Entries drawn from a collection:
● ● ● ● ● ● ●

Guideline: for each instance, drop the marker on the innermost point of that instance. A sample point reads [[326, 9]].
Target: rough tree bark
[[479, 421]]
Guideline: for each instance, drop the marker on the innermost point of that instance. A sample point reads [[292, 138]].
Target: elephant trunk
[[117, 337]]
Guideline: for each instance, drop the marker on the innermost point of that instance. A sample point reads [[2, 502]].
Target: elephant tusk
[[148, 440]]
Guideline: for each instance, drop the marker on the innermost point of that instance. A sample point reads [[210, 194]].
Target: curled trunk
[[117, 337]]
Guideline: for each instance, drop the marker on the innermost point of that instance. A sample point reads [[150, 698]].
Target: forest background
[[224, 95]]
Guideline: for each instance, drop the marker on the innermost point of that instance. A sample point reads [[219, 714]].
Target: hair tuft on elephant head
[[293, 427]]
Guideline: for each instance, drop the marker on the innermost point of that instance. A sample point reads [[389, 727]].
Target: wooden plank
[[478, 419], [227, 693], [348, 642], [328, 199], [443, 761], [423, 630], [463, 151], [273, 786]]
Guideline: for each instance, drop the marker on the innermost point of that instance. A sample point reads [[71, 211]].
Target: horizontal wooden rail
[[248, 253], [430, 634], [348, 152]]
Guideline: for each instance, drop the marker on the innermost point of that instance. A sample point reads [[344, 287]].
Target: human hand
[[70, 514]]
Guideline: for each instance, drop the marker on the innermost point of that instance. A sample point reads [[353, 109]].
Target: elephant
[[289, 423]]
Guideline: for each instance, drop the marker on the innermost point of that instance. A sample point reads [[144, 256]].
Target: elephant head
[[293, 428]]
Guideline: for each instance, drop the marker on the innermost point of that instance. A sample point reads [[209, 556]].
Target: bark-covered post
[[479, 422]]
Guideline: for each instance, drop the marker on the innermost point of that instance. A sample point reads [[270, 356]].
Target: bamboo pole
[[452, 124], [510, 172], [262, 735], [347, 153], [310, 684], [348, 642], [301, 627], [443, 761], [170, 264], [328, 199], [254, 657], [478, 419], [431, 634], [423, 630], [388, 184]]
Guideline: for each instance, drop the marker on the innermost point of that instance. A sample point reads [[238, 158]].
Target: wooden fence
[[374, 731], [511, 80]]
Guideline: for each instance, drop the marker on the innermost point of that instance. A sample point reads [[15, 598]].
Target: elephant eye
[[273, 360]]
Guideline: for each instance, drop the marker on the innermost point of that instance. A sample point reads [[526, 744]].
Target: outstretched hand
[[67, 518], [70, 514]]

● ● ● ● ● ● ●

Job => Lay out the stretch from the line containing "reads [[526, 744]]." through the end of the rows as a Markdown table with columns No. and Text, numbering each line and omitting blank lines.

Full output =>
| No. | Text |
|---|---|
| 1 | Guideline: for each instance, drop the marker on the innermost point of that instance. A sample point reads [[526, 744]]. |
| 2 | Target: outstretched hand |
| 3 | [[67, 518], [70, 514]] |